§ **What you are asked to do**
Use the kayak accident thread below to answer these items.
(a) According to the article mattman mentions, how old was the kayaker who died, and where was he from?
(b) What did Jamie tell the writer to do "if it's ever me"?
(c) In which state did Team Rage Cage gather to remember Jamie Page?

§ **Document segment**
= = = =
# Any info on Royak Gorge kayak accident??



## Melrose (Nov 2, 2005)

RGR boater, accident was on gore. No details. Sad. He was an amazing guy and obviously loved by many. RIP


----------



## mattman (Jan 30, 2015)

There is an article in the Ski High Daily news with minimal information on a recent Kayak fatality in Gore this month, 25 year old male from Pennsylvania.

That sucks, I may have met this guy recently over at RGR, heart goes out to family and friends. Tired of hearing about people dying on the river this summer.


----------



## Cascade River Gear (Aug 12, 2014)

*Beautiful Shares by Jamie's River Family*

"As I search for the words to describe Jamie, I find myself thinking that no matter what I can say, it will come up short. Jamie Page was one of the best friends I've ever had, and he taught me more than I could ever hoped to have learned. He was dedicated not only to the love of our sport, but to sharing it with those around him. He used to say that he didn't care about how big the water was, if someone else wanted to go, he would go, whether it was a class II float trip or a spur of the moment trip to West Virginia, he just wanted to go.

Last year at the Gauley, Jamie and I got to talking about the dangers of the river, and how to best avoid them. The conversation went on for a while, eventually shifting to the potential of losing close friends doing what we love. At one point, Jamie looked at me and said " Man, if it's ever me, KEEP GOING." I'll remember that forever, because that's who Jamie was.

At times like this, it's easy to want to give up, to stop, to play it safe, but I know that's not what Jamie would have wanted us to do. He would tell us " Keep banging, keep pushing harder" as he would often tell me on the river. So I extend the same message to everyone celebrating Jamie's life, KEEP GOING.

The love and support of this community in light of these events is absolutely amazing, it's been awesome to see how many people's lives this one guy has touched. He will be sorely missed. Keep your friends close, both on and off the river. Keep your head on a swivel and don't ever forget to tell those around you that you love them." -DBP Admin Tucker Wright

And this post from yesterday;

As our great friends in Team Rage Cage gather tonite in Tennessee to celebrate and remember the joyous life of Jamie Page, we thought we'd roll out this article he wrote a few weeks back that first introduced these awesome dudes, and Jamie's awesome writing talent, to the DBWorld. 
Gone Never Forgotten. Raising one to you, homie! 

DBP MAGAZINE ONLINE: MEET TEAM RAGECAGE ~ Dirtbaggin' Hope to Win The Right to BE Team USA. By Jamie Page


----------



## deepsouthpaddler (Apr 14, 2004)

My condolences to Jaime's family and friends. 

As a regular Gore paddler, I would like to understand what happened as well.


----------
= = = =
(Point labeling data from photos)
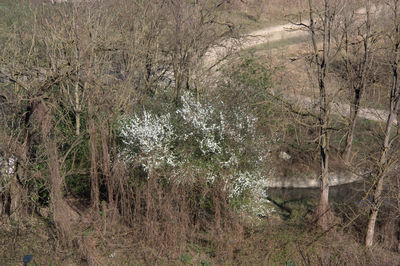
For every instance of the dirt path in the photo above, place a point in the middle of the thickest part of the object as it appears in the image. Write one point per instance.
(279, 33)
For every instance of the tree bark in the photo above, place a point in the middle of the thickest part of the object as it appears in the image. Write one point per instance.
(387, 141)
(94, 176)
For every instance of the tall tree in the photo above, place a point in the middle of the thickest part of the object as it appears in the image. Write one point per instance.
(385, 163)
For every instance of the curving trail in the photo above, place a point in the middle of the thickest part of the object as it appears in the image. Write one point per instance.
(277, 33)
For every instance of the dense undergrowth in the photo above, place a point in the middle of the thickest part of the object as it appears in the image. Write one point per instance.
(120, 153)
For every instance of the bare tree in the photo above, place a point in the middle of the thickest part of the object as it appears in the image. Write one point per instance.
(385, 162)
(358, 62)
(326, 42)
= = = =
§ **Written reply**
(a) He was 25 years old and from Pennsylvania.
(b) Keep going.
(c) Tennessee.